What to work on: Across all the entries, tally the lines holding the word "bark", and give the number by itself.

Referring expression pointing data
"""

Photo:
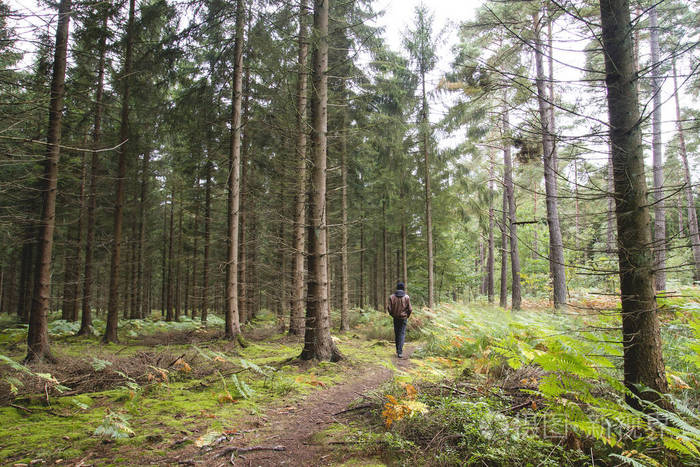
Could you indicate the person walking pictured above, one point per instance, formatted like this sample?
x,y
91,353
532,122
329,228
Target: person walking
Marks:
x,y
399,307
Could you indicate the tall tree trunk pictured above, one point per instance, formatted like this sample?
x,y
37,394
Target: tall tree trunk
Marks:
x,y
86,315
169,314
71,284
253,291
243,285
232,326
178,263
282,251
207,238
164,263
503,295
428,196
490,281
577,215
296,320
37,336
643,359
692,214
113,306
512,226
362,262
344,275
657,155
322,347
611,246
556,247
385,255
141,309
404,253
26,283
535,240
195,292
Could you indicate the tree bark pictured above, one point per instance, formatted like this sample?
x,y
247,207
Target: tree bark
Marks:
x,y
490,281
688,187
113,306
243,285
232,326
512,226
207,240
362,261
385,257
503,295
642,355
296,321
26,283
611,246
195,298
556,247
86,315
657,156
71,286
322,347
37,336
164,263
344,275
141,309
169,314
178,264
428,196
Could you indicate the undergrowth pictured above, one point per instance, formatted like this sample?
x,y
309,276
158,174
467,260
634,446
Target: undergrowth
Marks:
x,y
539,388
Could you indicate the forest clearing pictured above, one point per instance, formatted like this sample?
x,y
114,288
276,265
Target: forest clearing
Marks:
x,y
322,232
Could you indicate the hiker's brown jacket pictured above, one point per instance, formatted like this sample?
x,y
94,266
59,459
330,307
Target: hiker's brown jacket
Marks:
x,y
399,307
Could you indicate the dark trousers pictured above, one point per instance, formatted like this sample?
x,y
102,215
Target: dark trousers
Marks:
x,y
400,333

"""
"""

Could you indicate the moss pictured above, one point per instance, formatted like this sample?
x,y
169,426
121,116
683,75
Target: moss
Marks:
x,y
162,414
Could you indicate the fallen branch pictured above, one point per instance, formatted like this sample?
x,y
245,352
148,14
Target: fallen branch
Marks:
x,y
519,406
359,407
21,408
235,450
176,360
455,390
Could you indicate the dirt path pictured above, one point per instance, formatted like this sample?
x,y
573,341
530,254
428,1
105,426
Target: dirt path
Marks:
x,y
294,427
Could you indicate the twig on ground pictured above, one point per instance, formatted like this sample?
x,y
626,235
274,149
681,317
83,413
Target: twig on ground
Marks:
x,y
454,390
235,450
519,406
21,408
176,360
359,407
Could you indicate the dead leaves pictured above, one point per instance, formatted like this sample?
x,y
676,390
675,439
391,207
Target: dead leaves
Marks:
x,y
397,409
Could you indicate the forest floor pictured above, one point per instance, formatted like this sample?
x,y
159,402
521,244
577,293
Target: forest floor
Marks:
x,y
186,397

"""
"""

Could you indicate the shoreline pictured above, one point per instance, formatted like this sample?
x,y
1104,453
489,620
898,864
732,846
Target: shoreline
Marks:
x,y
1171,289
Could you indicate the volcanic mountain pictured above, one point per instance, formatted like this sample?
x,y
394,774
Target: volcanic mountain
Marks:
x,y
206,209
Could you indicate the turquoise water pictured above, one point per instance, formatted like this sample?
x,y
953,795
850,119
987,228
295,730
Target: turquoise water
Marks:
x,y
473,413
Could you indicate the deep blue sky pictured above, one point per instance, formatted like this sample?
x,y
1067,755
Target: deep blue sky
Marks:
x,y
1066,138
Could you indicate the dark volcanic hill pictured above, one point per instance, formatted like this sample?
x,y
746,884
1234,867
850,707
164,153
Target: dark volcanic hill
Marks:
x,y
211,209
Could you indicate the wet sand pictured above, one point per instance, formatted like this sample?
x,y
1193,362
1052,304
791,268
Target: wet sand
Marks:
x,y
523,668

"""

Answer box: 2